TASK PROMPT> Put the records into a Markdown table with the columns Row and Line, giving each line its own numbered row and leaving out blank lines. Begin at the line that contains "pilaster in the photograph above.", continue through the last line of the records, and include no other lines.

BEGIN

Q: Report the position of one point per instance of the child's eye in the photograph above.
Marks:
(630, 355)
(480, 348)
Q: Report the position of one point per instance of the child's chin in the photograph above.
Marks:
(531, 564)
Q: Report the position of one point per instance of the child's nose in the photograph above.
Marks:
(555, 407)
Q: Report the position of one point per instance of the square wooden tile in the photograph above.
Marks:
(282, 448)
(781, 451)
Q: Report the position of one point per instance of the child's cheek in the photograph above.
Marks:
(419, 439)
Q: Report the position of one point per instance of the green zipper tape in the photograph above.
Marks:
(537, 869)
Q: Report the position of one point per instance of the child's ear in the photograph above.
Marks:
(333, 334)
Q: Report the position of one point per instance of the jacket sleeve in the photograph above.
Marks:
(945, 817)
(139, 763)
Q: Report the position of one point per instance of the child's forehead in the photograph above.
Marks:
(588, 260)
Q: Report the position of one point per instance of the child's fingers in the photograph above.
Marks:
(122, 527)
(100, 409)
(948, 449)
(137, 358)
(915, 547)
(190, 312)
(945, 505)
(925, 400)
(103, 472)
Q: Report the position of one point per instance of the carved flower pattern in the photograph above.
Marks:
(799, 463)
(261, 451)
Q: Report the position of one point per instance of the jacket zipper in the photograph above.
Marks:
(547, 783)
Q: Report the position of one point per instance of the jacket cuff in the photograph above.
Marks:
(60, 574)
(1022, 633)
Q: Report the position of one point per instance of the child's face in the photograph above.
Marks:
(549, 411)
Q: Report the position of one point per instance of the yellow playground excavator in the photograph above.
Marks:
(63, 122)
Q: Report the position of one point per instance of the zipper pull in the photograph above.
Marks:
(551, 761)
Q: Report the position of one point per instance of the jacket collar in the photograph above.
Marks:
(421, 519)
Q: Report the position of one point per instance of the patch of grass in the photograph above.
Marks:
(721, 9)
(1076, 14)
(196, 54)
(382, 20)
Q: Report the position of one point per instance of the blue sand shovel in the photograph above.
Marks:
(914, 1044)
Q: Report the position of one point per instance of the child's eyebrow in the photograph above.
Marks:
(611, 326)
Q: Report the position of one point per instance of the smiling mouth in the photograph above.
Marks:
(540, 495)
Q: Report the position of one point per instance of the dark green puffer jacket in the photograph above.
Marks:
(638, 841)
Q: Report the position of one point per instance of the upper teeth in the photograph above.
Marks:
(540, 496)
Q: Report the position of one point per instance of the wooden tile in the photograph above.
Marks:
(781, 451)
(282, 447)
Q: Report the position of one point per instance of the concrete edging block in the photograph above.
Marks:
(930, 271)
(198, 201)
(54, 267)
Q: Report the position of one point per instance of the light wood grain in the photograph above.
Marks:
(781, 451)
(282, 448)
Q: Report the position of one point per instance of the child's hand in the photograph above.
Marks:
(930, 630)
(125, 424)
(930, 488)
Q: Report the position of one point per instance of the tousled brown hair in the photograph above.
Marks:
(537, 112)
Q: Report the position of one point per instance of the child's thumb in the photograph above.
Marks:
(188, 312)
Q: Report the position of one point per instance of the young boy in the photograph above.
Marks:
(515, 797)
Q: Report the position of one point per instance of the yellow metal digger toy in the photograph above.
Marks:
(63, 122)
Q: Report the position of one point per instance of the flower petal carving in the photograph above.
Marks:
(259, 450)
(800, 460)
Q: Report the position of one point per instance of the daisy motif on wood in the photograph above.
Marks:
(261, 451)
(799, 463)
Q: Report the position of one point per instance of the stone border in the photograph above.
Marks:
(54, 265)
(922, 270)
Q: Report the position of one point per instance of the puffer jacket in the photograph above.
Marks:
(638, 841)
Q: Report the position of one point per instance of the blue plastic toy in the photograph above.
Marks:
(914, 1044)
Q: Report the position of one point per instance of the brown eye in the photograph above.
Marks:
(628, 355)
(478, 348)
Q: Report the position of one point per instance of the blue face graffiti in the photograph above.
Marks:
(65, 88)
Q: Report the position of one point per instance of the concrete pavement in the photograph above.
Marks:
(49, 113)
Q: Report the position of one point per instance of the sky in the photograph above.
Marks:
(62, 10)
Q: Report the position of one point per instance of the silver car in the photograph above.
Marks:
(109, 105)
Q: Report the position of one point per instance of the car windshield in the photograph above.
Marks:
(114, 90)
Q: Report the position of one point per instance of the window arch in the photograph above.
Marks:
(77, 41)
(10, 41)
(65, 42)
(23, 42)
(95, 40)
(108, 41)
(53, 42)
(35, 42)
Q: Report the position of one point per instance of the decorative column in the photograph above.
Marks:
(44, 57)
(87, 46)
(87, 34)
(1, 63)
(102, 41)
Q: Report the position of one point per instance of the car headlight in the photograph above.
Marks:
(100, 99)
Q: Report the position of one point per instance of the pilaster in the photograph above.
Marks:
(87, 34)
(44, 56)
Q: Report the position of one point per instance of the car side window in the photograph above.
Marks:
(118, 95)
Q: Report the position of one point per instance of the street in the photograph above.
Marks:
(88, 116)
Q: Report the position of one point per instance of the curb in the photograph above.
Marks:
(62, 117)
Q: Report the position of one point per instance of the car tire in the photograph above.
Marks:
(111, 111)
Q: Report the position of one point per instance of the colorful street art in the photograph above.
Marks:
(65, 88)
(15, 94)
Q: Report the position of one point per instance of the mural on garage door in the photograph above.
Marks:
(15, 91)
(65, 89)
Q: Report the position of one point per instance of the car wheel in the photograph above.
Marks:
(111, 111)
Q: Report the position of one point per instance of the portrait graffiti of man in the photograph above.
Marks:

END

RIGHT ANSWER>
| Row | Line |
|---|---|
| 1 | Q: Report the position of one point per instance of the pilaster in the photograph above. |
| 2 | Marks: |
| 3 | (87, 34) |
| 4 | (44, 56) |
| 5 | Q: Report the position of one point per instance of the car side window in the photograph above. |
| 6 | Marks: |
| 7 | (118, 95) |
| 8 | Q: Report the position of one point per instance of the street in the photograph above. |
| 9 | Marks: |
| 10 | (88, 116) |
| 11 | Q: Report the position of one point per instance of the curb in the photograph above. |
| 12 | Marks: |
| 13 | (62, 117) |
| 14 | Q: Report the position of one point per instance of the car tire in the photograph above. |
| 15 | Marks: |
| 16 | (111, 111) |
| 17 | Q: Report the position of one point per instance of the colorful street art in the photograph above. |
| 18 | Marks: |
| 19 | (65, 88) |
| 20 | (15, 94) |
| 21 | Q: Report the position of one point per instance of the mural on garage door in the photograph above. |
| 22 | Marks: |
| 23 | (15, 91) |
| 24 | (65, 89) |
| 25 | Q: Report the position of one point per instance of the car wheel in the photograph above. |
| 26 | Marks: |
| 27 | (111, 111) |
| 28 | Q: Report the position of one point per instance of the portrait graffiti of man in the photograph above. |
| 29 | Marks: |